Extract provided:
Financial Services Data and Analytics Newsletter

Introduction

With rapid increase in data volumes and complexity, it is becoming more challenging to represent data in a simple manner by using structured relational databases. In this edition’s topic of the month, we discuss the benefits of adopting NoSQL databases such as the graph database. According to Gartner, ‘by 2025, graph technologies will be used in 80% of data and analytics innovations, up from 10% in 2021, facilitating rapid decision making across the organisation.’

One of the key features of the graph databases is to store, query and view relationships between interconnected datasets in an easy and scalable manner. Firms are constantly evolving their customer engagement strategies by using graph databases to gain deeper business insights such as driving new sales, reducing costs and building closer relationships with customers.

The newsletter also includes industry news and updates on financial service organisations leveraging data to improve operational efficiencies and customer experiences. It also highlights key measures introduced by regulatory bodies for increasing financial inclusion. Happy reading!

Topic of Month: Graph database

In order to utilise data for business analytical requirements, it is necessary for the data to be stored in a structured format for easy querying and hence, data model plays an important role while architecting any data store. Graph databases are no different except for the fact that the initial diagram drawn on the whiteboard representing the entities and their relationships is exactly how a graph data model would look like in reality. Hence, graph databases are said to be whiteboard-friendly. Let’s explore this further with an example of a banking data model with typical associated entities like bank, branch, account and customer.

A graph database has four elements: Node, relationship, label and property.

Node: A node is synonymous with entity and forms the fundamental units in the graph data model.

Property: Nodes contain properties that store relevant data points. These properties serve as the metadata to better understand the data entity.

Label: Once the nodes are identified, labels can be added (if needed) to group the nodes. Labels are an optional component of the graph.

Relationship: The relationships between nodes form a critical component of a graph database. Associations defined between two nodes help to identify the data nodes that are related. The fundamental rule of a graph database is ‘no broken links’. A relationship always has a start and an end node – deleting a node also deletes the relationships that are linked to it.

In the above example, the nodes defined are bank, branches, customers, accounts and products. Insurance and loans are services provided by the bank and can be grouped under products. Individual relationships are defined, such as banks providing loans and insurance. The nodes – bank and branch – have defined properties that store additional information about the entities.

Stored data:
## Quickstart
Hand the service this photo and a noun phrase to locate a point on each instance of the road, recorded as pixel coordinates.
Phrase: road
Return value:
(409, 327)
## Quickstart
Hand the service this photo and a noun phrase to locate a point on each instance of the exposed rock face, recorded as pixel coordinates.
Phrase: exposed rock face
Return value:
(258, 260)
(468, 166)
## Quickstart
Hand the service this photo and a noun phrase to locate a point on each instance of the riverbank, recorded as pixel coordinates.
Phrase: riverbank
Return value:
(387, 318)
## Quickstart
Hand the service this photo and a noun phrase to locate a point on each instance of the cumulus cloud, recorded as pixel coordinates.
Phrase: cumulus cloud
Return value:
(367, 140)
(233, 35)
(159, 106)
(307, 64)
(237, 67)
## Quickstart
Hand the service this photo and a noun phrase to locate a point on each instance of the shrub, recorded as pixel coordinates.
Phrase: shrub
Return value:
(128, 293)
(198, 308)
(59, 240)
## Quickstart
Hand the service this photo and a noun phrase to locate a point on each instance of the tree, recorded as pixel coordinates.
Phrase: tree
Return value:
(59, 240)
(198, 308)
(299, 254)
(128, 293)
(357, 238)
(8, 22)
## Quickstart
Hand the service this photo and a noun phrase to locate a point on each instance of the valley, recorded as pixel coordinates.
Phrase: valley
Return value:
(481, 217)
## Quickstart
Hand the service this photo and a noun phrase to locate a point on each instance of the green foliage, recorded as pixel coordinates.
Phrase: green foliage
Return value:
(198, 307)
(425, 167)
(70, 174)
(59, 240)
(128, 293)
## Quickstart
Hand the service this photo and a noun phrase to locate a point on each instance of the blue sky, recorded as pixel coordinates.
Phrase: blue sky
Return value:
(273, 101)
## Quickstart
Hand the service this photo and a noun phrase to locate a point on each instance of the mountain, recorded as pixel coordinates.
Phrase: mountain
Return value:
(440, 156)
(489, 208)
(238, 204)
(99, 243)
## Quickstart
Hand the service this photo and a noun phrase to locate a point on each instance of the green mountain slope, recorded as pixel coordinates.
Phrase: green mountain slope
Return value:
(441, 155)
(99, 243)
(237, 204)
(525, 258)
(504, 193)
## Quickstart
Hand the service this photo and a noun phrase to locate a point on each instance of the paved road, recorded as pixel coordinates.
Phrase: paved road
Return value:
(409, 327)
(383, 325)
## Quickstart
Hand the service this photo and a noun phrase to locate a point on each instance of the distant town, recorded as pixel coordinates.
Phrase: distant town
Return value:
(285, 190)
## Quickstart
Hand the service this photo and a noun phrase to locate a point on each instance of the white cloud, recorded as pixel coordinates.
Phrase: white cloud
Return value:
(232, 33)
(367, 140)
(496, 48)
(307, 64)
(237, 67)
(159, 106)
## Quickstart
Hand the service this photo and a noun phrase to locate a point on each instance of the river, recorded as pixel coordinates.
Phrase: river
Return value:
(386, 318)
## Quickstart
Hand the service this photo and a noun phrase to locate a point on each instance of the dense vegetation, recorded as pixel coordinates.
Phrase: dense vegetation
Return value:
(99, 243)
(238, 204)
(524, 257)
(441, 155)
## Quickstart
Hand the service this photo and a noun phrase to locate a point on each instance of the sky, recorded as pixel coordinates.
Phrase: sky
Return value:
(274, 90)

Activity: Carry on the financial services newsletter on graph databases, picking up after its final sentence.

The answer:
Graph versus relational data modelling

Based on the example depicted above, the following are the differences in graph and relational data modelling:

Components and use cases	Graph data model	Relational data model
When to use?	Relationship-focused use cases Need for highly connected data Faster retrieval of data points prioritised over data storage Inconsistent data and frequent changes expected in the data model	Transaction-focused use cases Need for faster retrieval of transactional data (online transaction processing [OLTP] systems) In-depth analysis and data mining (online analytic processing [OLAP])
Data entities	Data entities are represented by nodes; in this example – customers, branches and accounts. No need to normalise the table structures – any information about the nodes can be easily retrieved from the node properties.	Data entities are represented by tables – customer, branch, account. Tables are normalised by creating separate ‘branch’ and ‘account’ entities to achieve data integrity and flexibility in a relational database.
Attributes	Each node has defined properties that can be expanded as and when needed.	Each table has attributes stored in individual columns.
Relationships	Direct relationships are created between every node in this model, and are stored as data points in the database. As relationships are maintained, there is no need to define and store key values.	Relationships between the entities are maintained by creating foreign key relationships. In this example, ‘account’ and ‘branch’ are normalised with key values stored in related tables.
Modelling	The graph data model is flexible as new entities can be added easily. Addition of new nodes requires just the relationships to be known and defined in order to expand the data model. For example, in a customer banking graph, any new customers and their relationships can be defined without changing the base model.	The model is a structured format where data is fit into normalised tables. Addition of any new tables in the data model requires the data to be rationalised and fit into the data model by creating foreign keys.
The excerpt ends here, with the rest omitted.